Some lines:
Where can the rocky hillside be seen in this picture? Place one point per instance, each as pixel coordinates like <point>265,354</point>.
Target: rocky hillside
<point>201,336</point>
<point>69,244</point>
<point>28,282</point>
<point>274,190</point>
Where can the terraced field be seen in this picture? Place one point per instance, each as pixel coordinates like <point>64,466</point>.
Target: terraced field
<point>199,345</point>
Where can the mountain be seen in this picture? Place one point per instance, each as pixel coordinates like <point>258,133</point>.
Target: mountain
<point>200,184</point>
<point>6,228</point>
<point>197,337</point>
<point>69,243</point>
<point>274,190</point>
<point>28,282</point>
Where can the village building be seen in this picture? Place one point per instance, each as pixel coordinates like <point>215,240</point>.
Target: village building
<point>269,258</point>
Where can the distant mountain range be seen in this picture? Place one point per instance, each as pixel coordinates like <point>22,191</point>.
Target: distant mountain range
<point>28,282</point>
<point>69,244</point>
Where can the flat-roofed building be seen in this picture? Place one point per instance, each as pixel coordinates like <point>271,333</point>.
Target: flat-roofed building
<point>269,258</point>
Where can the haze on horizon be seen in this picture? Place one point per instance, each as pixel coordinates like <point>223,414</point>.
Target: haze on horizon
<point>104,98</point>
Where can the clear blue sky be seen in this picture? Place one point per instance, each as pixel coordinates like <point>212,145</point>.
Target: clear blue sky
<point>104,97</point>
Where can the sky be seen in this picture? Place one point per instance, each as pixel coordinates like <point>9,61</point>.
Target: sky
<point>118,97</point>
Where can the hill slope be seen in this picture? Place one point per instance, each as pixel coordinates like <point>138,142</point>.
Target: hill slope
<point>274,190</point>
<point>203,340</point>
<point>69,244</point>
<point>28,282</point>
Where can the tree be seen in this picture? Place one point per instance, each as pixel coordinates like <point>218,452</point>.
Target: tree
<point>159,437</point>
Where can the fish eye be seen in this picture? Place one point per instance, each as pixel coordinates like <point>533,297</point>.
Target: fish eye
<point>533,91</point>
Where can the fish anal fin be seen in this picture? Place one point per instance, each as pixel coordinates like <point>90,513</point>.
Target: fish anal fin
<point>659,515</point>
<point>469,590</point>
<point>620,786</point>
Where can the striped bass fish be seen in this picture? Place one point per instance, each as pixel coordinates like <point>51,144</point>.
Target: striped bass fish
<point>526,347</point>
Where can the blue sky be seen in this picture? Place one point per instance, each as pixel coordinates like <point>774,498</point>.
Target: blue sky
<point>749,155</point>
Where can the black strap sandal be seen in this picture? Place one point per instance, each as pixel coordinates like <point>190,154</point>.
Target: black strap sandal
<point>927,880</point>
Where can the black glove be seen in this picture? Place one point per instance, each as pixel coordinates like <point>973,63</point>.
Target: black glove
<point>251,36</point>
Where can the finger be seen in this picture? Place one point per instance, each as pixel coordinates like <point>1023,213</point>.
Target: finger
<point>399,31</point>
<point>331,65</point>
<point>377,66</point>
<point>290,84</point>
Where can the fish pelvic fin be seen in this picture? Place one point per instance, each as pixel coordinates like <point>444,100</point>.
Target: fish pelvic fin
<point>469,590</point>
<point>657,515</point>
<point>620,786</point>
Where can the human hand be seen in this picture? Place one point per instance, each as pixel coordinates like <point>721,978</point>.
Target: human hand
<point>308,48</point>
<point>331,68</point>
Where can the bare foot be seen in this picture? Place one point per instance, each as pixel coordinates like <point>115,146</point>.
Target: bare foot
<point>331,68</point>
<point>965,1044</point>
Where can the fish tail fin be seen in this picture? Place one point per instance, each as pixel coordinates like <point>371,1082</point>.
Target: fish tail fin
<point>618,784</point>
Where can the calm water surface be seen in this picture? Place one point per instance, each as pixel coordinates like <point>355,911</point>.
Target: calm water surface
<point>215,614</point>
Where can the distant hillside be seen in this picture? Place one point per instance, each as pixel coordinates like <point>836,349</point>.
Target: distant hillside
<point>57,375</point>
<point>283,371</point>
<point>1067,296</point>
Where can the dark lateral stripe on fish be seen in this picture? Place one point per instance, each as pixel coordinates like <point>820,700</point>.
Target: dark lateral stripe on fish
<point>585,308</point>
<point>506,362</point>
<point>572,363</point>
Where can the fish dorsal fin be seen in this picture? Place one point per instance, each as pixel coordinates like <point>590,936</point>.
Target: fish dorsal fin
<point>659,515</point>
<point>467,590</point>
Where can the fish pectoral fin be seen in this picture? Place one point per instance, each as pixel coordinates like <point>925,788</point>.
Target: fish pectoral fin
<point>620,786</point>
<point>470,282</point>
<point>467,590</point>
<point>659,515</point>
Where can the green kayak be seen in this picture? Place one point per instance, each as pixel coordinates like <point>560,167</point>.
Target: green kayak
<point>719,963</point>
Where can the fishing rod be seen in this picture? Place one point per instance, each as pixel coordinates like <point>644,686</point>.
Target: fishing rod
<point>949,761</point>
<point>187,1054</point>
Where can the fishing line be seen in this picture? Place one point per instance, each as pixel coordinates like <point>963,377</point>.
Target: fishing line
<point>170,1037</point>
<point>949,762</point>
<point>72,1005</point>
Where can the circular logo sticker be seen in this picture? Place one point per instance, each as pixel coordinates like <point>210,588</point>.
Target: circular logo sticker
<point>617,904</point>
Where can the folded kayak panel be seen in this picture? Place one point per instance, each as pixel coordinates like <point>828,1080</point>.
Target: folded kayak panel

TO DO: Turn these lines into a numbered list, skipping any blank lines.

RESULT OF THE EXERCISE:
1. Where can the rocky hillside be seen in this picture? Place one point per instance, each as pixel coordinates like <point>265,354</point>.
2. Target: rocky hillside
3. <point>201,336</point>
4. <point>69,244</point>
5. <point>28,282</point>
6. <point>274,190</point>
7. Where can the terraced field be seen in this picture? Place one point per instance, each as pixel coordinates like <point>64,466</point>.
8. Target: terraced field
9. <point>199,345</point>
10. Where can the mountain be seen in this picture? Place one point per instance, each as pixel coordinates like <point>258,133</point>.
11. Target: mountain
12. <point>200,184</point>
13. <point>6,228</point>
14. <point>197,337</point>
15. <point>69,243</point>
16. <point>274,190</point>
17. <point>28,282</point>
18. Where can the village building be seen in this picture? Place one point per instance, each as pixel coordinates like <point>215,240</point>.
19. Target: village building
20. <point>269,258</point>
21. Where can the distant mountain range be seen in this picture? Place one point per instance, each as pixel coordinates like <point>22,191</point>.
22. Target: distant mountain range
23. <point>28,282</point>
24. <point>69,244</point>
25. Where can the flat-roofed building be seen in this picture? Place one point per instance, each as pixel coordinates like <point>271,333</point>.
26. Target: flat-roofed building
27. <point>269,258</point>
28. Where can the haze on horizon be seen in this picture? Place one point per instance, each as pixel coordinates like <point>223,414</point>.
29. Target: haze on horizon
30. <point>104,98</point>
31. Where can the clear blue sky be seen in this picture? Place one point per instance, each as pixel coordinates like <point>212,145</point>.
32. Target: clear blue sky
33. <point>104,97</point>
34. Where can the sky be seen in this picture? Place one point per instance, each as pixel coordinates like <point>9,61</point>.
35. Target: sky
36. <point>118,97</point>
37. Where can the hill slope be seen in this picture? Place one point per instance, each as pixel coordinates like <point>138,142</point>.
38. Target: hill slope
39. <point>274,190</point>
40. <point>203,340</point>
41. <point>69,244</point>
42. <point>28,282</point>
43. Where can the tree be seen in this picture? Place one point per instance, each as pixel coordinates like <point>218,452</point>.
44. Target: tree
45. <point>159,437</point>
46. Where can the fish eye be seen in this picture? Place one point per instance, each as pixel coordinates like <point>533,297</point>.
47. Target: fish eye
48. <point>533,91</point>
49. Where can the fish anal fin be seen in this picture? Place one point per instance, each as pixel coordinates like <point>90,513</point>.
50. Target: fish anal fin
51. <point>659,515</point>
52. <point>469,590</point>
53. <point>620,786</point>
54. Where can the striped bass fish be seen in this picture? Place one point per instance, each as pixel coordinates like <point>51,144</point>.
55. Target: striped bass fish
56. <point>526,347</point>
57. Where can the blue sky be seen in this picture? Place one point per instance, each as pixel coordinates like <point>774,498</point>.
58. Target: blue sky
59. <point>749,155</point>
60. Where can the black strap sandal be seen in this picture? Place one point per instance, each as pixel coordinates like <point>190,154</point>.
61. Target: black strap sandal
62. <point>927,880</point>
63. Where can the black glove be seen in this picture? Place one point per instance, each as pixel coordinates like <point>973,63</point>.
64. Target: black glove
65. <point>251,36</point>
66. Where can the finger be seen in this picture? Place one point per instance, each as pixel coordinates like <point>1023,213</point>.
67. Target: finger
68. <point>399,31</point>
69. <point>331,65</point>
70. <point>377,66</point>
71. <point>290,84</point>
72. Where can the fish pelvic fin be seen in this picture? Place one point per instance, each as pixel coordinates like <point>444,100</point>.
73. Target: fish pelvic fin
74. <point>469,590</point>
75. <point>657,515</point>
76. <point>620,786</point>
77. Where can the human hand be seen in this picture? Place one point per instance, each as pixel coordinates like <point>721,978</point>.
78. Target: human hand
79. <point>308,48</point>
80. <point>331,68</point>
81. Where can the bare foot be seen in this picture? Place one point per instance, each as pixel coordinates like <point>115,146</point>.
82. Target: bare foot
83. <point>331,68</point>
84. <point>965,1044</point>
85. Where can the fish tail fin be seen in this picture? Place one point per instance, each as pixel coordinates like <point>371,1082</point>.
86. Target: fish tail fin
87. <point>618,784</point>
88. Where can the calm water surface be seen in this picture? Place one point per instance, each as pixel coordinates like <point>355,911</point>.
89. Target: calm water surface
90. <point>215,614</point>
91. Where can the distant hillside be seen in this picture? Place one point per instance, each as pixel coordinates like <point>836,349</point>.
92. Target: distant hillside
93. <point>57,375</point>
94. <point>283,371</point>
95. <point>1067,296</point>
96. Where can the dark lateral stripe on fish be seen in this picture? Place one point per instance, each as pixel coordinates like <point>820,700</point>.
97. Target: dark lateral stripe on fish
98. <point>585,308</point>
99. <point>506,362</point>
100. <point>572,363</point>
101. Where can the fish dorsal fin be seen in this picture? Place one point per instance, each as pixel coordinates like <point>590,936</point>.
102. Target: fish dorsal fin
103. <point>659,515</point>
104. <point>467,590</point>
105. Where can the fish pectoral fin be seen in this picture? Place one point per instance, each as pixel coordinates like <point>925,788</point>.
106. Target: fish pectoral fin
107. <point>620,786</point>
108. <point>470,282</point>
109. <point>467,590</point>
110. <point>659,515</point>
111. Where can the green kayak be seen in this picture? Place one point per instance, each as pixel coordinates like <point>560,167</point>.
112. Target: green kayak
113. <point>719,963</point>
114. Where can the fishing rod be seen in this picture? Place one point per instance, each as pixel coordinates like <point>644,686</point>.
115. Target: fishing rod
116. <point>949,761</point>
117. <point>187,1054</point>
118. Where can the fishing line be seen in this picture? Place one point per instance, each as pixel coordinates like <point>963,377</point>.
119. Target: fishing line
120. <point>170,1037</point>
121. <point>949,762</point>
122. <point>72,1005</point>
123. Where can the circular logo sticker be seen in this picture? Place one point per instance, each as pixel coordinates like <point>210,588</point>.
124. Target: circular logo sticker
125. <point>617,904</point>
126. Where can the folded kayak panel be seen in this picture? Place one point per instance, each as pixel coordinates like <point>828,1080</point>.
127. Target: folded kayak panel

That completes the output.